• [SUPPLIED RECORDS]:
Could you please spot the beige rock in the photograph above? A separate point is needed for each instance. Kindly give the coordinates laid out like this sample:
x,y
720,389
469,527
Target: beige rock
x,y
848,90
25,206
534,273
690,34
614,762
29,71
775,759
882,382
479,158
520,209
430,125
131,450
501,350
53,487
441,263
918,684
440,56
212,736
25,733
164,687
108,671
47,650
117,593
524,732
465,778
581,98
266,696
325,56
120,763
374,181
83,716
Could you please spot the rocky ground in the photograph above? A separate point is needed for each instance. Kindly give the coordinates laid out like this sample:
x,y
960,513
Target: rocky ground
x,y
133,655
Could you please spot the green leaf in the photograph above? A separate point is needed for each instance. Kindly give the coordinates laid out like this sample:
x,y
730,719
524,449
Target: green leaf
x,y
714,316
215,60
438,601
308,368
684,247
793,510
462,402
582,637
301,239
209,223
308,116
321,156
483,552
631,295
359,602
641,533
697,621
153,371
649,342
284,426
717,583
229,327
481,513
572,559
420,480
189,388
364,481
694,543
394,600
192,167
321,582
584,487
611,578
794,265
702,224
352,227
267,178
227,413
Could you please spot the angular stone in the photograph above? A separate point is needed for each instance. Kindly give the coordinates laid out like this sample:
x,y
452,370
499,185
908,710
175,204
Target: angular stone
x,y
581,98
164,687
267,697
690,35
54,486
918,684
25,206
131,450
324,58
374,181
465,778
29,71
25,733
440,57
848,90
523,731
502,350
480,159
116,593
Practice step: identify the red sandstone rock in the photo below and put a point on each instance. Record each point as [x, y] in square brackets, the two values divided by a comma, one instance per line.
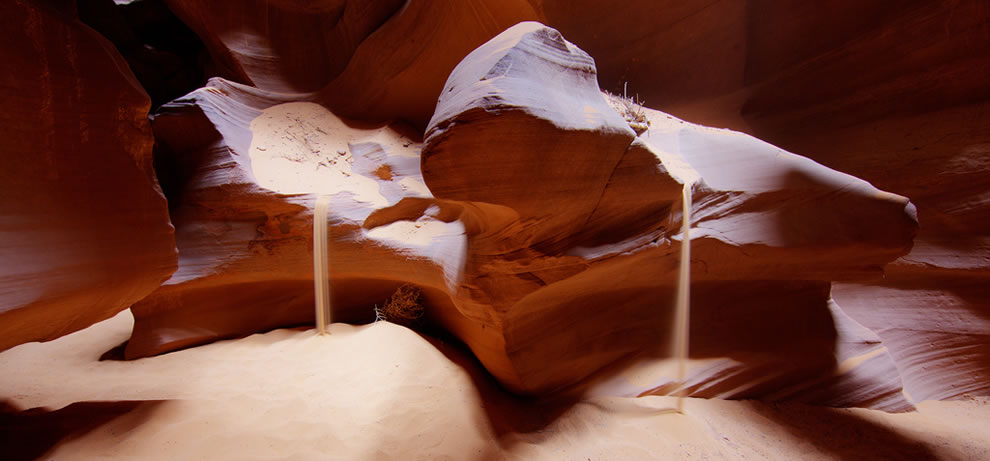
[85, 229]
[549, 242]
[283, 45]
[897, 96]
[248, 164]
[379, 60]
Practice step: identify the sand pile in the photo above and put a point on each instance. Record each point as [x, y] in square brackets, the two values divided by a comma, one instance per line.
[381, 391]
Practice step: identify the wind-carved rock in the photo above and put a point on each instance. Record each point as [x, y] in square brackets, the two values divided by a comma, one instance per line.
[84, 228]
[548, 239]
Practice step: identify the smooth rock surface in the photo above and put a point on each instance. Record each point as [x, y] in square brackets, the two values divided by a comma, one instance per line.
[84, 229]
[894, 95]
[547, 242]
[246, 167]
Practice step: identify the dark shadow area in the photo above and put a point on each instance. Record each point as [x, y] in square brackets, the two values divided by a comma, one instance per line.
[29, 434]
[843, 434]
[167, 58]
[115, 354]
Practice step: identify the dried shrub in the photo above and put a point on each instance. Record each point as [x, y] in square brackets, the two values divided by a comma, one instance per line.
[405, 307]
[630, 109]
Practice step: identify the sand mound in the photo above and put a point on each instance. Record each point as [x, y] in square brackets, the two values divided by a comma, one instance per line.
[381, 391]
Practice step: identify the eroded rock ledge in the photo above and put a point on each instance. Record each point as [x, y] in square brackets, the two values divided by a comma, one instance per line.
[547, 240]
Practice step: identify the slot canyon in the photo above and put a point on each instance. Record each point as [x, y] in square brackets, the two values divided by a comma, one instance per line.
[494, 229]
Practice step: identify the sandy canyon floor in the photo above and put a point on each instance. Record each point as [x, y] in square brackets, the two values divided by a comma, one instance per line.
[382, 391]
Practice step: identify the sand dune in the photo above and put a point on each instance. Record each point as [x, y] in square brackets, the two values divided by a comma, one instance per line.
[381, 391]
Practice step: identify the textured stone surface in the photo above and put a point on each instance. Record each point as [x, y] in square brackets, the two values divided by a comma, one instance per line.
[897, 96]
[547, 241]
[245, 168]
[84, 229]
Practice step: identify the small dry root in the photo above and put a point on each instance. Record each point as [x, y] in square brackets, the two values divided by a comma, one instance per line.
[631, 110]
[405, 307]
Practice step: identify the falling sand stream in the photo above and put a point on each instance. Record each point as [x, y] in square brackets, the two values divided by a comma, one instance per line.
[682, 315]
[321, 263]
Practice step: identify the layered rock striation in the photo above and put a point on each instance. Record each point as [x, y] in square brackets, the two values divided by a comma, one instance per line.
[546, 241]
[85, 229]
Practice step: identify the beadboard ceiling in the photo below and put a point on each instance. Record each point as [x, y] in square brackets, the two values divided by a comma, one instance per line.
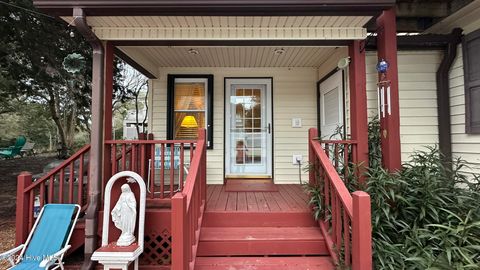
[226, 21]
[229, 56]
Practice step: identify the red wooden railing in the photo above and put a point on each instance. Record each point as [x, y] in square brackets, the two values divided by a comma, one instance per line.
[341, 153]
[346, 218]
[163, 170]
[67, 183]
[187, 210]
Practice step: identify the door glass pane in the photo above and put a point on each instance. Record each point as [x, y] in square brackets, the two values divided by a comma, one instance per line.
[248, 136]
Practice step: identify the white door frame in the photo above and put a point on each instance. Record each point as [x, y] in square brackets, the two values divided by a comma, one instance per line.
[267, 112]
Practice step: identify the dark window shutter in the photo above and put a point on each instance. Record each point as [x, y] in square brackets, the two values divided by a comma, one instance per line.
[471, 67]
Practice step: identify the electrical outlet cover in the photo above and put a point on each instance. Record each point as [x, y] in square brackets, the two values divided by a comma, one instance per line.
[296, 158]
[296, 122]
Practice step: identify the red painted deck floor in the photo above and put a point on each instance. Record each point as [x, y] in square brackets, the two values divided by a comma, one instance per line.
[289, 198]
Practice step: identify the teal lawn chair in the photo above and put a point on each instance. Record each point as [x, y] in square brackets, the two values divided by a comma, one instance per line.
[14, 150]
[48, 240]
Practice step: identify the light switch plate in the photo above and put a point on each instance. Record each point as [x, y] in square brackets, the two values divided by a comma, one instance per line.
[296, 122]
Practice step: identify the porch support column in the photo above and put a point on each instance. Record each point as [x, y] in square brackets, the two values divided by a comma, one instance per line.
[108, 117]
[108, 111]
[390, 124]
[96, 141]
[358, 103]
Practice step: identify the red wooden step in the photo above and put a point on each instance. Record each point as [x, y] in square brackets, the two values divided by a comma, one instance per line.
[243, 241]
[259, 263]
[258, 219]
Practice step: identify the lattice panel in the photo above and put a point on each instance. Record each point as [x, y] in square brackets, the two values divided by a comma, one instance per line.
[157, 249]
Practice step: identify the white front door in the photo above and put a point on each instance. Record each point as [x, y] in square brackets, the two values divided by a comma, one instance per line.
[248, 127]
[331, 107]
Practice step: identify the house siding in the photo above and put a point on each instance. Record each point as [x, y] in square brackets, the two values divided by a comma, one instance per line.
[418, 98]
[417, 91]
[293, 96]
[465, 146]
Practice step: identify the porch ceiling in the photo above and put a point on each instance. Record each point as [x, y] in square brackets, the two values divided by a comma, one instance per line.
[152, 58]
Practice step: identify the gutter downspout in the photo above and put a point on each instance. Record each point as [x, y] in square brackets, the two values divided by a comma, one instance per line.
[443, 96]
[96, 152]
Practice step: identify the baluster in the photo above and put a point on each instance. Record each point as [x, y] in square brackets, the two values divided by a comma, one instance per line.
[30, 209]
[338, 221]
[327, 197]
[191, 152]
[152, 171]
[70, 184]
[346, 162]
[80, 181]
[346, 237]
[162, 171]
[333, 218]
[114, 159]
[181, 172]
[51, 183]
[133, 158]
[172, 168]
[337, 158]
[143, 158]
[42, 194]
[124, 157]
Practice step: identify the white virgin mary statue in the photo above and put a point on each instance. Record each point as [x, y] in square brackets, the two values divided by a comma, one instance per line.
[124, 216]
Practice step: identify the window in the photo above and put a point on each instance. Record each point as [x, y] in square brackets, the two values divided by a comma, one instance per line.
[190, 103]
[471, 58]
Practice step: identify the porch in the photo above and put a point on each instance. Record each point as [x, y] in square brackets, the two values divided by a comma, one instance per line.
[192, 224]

---

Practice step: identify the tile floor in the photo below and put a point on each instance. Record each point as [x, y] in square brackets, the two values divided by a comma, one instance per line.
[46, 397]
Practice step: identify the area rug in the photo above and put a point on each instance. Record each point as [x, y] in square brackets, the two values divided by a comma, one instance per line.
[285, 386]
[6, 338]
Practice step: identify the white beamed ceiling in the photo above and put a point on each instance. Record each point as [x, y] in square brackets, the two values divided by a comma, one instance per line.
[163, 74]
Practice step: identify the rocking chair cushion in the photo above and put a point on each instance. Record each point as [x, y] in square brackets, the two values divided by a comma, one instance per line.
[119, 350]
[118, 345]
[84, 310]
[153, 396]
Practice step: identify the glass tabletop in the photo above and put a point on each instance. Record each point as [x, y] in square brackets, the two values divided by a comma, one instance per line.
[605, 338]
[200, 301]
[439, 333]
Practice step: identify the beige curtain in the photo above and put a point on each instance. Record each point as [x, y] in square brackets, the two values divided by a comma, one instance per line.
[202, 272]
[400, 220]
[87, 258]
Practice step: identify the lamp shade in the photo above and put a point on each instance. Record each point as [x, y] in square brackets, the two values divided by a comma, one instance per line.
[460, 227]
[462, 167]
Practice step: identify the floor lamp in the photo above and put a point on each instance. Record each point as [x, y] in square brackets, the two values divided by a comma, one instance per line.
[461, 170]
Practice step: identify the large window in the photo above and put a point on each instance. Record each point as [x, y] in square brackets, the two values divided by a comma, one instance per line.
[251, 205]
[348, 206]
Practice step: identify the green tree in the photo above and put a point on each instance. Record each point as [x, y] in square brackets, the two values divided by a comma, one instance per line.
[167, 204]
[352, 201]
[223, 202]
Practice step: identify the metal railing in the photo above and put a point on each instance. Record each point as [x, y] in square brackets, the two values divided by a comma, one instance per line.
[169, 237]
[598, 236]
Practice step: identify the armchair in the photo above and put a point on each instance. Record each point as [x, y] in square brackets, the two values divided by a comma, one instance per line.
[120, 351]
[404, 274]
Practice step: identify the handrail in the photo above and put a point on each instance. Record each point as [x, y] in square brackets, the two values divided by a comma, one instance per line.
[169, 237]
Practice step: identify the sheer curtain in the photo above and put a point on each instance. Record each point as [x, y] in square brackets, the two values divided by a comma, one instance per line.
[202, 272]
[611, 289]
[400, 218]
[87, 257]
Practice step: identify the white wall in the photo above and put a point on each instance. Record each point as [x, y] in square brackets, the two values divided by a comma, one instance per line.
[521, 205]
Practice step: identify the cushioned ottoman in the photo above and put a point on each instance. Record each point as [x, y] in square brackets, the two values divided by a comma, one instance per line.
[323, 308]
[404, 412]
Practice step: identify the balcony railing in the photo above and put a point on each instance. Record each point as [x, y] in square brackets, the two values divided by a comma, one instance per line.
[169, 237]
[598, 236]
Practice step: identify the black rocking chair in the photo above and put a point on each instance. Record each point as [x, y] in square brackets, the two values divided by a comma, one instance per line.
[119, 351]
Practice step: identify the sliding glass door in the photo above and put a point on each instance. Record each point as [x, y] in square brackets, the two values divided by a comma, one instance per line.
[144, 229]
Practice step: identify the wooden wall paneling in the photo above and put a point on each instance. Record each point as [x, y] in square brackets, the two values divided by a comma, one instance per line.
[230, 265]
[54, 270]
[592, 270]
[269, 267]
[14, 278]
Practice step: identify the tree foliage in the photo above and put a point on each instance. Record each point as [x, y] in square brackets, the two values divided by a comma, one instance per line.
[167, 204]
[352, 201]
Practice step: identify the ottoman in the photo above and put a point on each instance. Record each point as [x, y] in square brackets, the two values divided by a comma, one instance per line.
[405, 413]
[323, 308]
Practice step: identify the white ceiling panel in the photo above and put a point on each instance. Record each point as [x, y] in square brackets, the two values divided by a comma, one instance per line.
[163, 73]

* * *

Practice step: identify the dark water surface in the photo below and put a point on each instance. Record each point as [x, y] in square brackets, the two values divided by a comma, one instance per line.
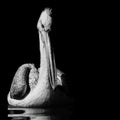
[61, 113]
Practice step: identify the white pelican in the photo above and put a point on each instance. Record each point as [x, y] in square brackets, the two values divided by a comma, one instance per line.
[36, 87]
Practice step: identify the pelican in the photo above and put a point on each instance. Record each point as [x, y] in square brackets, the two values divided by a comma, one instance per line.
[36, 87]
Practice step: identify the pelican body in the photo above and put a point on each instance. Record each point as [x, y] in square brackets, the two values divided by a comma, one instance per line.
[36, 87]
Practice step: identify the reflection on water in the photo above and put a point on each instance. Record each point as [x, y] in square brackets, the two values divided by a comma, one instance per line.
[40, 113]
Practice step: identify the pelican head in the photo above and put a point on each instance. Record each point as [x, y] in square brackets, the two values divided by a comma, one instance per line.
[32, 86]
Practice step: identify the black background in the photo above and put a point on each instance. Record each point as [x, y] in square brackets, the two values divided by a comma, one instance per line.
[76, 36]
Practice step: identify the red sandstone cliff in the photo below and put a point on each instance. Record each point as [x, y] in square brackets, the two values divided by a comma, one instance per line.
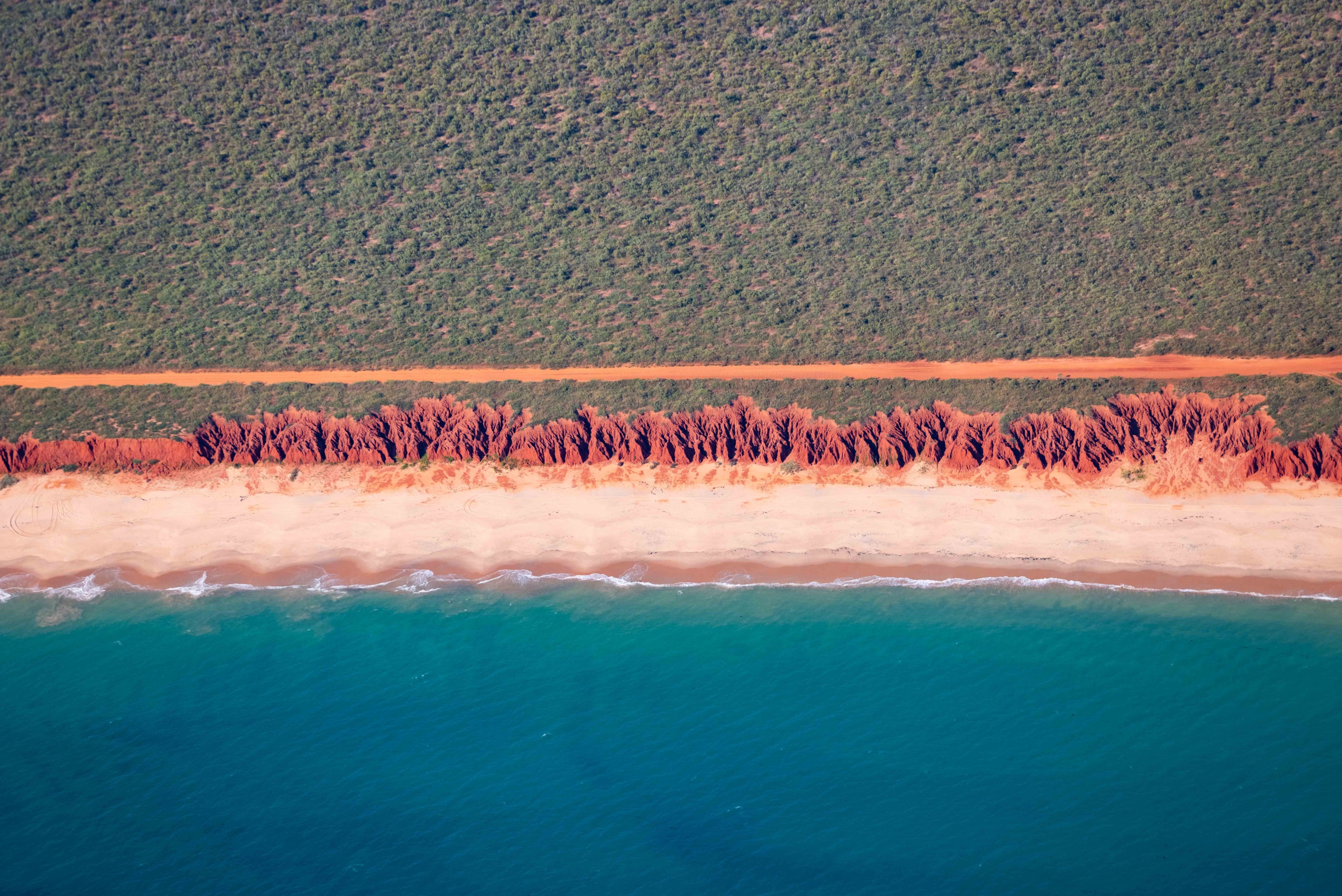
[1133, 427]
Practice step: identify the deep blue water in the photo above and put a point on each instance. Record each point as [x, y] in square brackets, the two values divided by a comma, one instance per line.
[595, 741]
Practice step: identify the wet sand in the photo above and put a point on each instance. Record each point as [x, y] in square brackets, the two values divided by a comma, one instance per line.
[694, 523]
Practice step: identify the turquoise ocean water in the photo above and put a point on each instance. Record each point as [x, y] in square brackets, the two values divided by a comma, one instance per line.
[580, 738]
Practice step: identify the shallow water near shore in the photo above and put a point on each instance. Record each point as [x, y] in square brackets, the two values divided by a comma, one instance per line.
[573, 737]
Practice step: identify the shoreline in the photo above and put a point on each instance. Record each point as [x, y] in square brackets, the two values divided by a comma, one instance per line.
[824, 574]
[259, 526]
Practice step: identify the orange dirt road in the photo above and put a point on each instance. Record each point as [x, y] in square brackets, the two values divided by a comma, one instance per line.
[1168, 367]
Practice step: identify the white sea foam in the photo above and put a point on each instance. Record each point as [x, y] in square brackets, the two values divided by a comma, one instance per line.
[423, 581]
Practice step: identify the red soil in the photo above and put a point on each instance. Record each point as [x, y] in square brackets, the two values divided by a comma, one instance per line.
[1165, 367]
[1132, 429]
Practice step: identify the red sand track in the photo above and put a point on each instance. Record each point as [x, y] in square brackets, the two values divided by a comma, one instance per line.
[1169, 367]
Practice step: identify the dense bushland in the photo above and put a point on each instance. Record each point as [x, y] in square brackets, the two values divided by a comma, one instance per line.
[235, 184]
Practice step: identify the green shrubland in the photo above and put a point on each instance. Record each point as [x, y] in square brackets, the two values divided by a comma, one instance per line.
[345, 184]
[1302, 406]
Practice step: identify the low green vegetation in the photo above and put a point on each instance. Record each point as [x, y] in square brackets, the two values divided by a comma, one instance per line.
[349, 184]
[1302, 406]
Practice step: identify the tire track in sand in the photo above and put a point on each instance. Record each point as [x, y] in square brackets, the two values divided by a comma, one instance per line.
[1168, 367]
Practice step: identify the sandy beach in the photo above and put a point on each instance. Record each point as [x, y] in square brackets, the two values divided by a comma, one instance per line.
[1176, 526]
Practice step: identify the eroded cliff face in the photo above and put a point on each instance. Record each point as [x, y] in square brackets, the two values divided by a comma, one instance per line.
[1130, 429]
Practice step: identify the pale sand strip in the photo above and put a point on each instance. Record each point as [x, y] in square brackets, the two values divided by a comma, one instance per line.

• [TASK ITEM]:
For every line of the data above that contains "spot", copy that line.

• [TASK RESULT]:
Could you please spot the beige rock in the photograph above? A separate point is needed for each instance. Kindly give the coordinates laid out like this sample:
Could you please spot the rocky ground in the photograph above? A separate point is needed for each instance. Kindly give the coordinates laid out like this sample:
Could you please spot the green leaf in the photograph above? A separate point is needed for each instance. Kindly give the coordinates laid out like this sample:
Could you please spot the angular stone in the photograph above? A separate point is needed for each instance. Kindly give the coordinates laid out like this sample:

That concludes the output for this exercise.